REQUIREMENT
In the records below, output unchanged every line from the line containing "Indicate the dark" to the line containing "x=176, y=107", including both of those lines.

┌──

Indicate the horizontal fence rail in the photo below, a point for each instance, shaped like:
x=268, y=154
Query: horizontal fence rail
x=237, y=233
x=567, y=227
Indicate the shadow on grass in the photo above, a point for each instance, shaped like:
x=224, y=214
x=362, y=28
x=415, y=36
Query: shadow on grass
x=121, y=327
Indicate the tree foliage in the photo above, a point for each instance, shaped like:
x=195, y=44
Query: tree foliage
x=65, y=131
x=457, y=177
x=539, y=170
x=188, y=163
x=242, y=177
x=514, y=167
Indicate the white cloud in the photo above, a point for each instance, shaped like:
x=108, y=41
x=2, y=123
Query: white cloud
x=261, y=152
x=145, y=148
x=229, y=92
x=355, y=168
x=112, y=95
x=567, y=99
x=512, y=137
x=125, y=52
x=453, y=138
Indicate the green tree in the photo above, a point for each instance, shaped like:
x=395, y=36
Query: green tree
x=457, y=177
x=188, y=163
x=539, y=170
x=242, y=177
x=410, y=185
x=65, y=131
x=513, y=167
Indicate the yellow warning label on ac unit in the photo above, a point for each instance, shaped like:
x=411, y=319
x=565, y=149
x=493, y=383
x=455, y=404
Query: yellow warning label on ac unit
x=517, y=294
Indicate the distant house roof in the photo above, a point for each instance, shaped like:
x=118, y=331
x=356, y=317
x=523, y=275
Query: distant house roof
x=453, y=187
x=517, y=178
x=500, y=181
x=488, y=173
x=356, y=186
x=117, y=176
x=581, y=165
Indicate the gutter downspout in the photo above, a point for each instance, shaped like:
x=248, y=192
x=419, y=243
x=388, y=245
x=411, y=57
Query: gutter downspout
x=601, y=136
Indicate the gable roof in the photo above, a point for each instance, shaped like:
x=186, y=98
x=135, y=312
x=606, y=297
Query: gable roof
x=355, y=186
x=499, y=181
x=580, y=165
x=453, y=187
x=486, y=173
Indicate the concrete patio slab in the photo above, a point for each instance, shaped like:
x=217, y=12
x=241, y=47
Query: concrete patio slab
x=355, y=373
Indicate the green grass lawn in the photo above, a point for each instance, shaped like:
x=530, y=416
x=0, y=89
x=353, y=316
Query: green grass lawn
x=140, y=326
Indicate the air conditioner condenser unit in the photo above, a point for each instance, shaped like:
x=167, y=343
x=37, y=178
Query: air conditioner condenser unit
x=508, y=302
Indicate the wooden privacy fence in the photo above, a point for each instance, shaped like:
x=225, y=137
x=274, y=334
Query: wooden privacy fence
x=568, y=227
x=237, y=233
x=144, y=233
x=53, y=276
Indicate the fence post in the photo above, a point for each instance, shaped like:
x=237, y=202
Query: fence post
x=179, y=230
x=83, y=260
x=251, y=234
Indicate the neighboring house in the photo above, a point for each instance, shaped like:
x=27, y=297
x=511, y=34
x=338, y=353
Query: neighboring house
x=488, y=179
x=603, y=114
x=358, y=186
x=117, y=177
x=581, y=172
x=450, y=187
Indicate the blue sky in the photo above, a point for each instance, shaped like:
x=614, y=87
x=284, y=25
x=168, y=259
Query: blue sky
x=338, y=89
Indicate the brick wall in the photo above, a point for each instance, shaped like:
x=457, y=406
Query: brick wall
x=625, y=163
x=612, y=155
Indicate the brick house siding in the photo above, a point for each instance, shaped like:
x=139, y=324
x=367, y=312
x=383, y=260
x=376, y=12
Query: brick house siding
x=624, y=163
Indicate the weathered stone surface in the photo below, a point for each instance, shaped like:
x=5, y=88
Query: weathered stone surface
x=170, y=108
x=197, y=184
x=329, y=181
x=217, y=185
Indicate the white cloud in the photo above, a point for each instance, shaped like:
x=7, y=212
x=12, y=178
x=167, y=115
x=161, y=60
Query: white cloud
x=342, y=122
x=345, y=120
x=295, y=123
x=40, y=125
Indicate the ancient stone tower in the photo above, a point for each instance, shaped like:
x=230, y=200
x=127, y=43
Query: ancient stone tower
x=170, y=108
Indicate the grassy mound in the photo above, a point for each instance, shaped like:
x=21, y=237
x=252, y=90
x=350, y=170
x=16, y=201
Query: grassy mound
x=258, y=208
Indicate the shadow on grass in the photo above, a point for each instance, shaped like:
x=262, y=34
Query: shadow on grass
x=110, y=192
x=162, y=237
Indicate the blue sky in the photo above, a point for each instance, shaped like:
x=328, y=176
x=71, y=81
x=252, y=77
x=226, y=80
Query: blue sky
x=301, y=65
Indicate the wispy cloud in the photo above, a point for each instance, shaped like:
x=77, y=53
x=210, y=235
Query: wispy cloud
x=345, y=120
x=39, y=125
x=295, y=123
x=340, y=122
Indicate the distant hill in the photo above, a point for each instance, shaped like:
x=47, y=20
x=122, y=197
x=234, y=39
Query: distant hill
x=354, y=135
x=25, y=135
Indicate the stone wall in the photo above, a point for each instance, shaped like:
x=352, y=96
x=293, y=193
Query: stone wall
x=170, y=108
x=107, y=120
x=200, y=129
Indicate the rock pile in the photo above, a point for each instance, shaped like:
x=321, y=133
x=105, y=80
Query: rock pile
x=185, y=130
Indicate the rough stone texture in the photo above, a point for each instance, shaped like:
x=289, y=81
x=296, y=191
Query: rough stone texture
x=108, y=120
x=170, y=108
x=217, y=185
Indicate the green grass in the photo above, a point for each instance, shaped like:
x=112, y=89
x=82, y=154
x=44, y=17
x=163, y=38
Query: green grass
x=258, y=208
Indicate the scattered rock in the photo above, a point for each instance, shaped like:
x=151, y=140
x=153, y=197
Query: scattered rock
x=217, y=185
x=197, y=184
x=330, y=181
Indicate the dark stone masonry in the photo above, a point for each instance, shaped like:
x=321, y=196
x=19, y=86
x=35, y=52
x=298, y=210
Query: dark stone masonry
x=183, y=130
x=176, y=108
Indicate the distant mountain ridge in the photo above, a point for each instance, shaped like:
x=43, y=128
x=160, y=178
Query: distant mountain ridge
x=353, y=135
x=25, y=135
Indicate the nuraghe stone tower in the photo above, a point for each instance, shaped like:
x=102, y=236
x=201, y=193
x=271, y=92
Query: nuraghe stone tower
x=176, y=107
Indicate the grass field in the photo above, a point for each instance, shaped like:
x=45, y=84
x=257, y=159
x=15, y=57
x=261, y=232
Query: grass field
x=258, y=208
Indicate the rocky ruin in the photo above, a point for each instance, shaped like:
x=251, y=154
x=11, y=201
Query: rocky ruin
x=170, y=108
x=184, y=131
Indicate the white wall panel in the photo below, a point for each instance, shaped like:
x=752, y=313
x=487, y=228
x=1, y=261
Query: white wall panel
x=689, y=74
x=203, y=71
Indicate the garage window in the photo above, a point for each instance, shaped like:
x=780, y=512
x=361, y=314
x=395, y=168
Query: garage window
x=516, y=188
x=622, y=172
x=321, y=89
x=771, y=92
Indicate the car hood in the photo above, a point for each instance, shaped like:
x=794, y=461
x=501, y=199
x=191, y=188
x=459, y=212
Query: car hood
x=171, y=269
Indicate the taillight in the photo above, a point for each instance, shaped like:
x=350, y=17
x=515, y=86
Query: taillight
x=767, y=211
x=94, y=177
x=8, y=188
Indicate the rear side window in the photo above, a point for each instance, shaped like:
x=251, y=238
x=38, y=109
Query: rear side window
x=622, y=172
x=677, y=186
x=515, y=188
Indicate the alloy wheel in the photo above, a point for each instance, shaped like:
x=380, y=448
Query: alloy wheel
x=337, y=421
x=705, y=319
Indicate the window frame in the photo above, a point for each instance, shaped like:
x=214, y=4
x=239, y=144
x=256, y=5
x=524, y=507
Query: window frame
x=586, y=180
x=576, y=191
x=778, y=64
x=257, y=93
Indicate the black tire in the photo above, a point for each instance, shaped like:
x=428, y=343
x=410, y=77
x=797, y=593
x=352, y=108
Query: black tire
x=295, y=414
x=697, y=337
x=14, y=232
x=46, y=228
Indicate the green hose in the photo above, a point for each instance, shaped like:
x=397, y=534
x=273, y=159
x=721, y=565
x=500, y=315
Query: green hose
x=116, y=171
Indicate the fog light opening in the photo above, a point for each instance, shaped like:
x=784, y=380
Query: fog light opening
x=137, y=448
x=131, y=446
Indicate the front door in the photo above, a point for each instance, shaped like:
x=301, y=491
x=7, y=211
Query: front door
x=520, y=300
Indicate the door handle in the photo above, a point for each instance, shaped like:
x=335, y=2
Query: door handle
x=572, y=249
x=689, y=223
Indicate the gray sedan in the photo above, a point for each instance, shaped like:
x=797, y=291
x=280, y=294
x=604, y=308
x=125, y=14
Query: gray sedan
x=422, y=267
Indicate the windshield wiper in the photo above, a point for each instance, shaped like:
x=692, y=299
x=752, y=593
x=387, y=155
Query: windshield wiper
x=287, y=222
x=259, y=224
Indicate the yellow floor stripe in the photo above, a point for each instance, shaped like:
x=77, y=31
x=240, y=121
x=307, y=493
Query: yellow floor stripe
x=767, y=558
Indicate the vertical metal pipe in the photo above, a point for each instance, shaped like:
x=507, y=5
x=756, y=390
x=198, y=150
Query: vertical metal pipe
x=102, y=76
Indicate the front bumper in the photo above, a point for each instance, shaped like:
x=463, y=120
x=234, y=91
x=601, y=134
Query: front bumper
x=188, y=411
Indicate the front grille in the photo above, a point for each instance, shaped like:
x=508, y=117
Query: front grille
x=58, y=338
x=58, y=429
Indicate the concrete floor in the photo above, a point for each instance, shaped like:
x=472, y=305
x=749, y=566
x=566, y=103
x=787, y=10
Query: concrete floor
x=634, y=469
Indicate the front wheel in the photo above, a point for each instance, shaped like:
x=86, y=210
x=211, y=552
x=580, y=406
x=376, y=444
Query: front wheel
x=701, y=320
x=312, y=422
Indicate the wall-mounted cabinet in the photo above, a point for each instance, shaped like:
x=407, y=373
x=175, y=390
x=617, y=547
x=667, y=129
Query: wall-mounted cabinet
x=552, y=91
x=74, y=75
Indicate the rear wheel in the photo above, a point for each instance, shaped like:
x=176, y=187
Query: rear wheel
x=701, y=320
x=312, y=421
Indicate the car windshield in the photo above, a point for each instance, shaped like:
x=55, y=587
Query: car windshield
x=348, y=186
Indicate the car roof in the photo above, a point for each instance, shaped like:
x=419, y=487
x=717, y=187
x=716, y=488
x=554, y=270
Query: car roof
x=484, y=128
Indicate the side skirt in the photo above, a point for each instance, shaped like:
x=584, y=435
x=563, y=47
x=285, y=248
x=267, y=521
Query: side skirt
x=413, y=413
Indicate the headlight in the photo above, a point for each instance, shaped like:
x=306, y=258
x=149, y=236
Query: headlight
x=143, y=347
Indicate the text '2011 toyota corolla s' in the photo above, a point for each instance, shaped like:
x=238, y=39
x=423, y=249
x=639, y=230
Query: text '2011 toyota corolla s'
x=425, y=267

└──

FULL SOLUTION
Indicate the dark stone masonry in the photo above, a point for each instance, shaped like:
x=321, y=196
x=19, y=86
x=35, y=52
x=298, y=210
Query: dark stone masonry
x=183, y=130
x=176, y=108
Indicate the distant mountain ridge in the photo above, a point for each instance, shaped like:
x=43, y=128
x=160, y=178
Query: distant mountain ridge
x=353, y=135
x=25, y=135
Indicate the nuraghe stone tower in the photo above, a point for each instance, shaped like:
x=102, y=236
x=201, y=193
x=271, y=92
Query: nuraghe stone tower
x=176, y=107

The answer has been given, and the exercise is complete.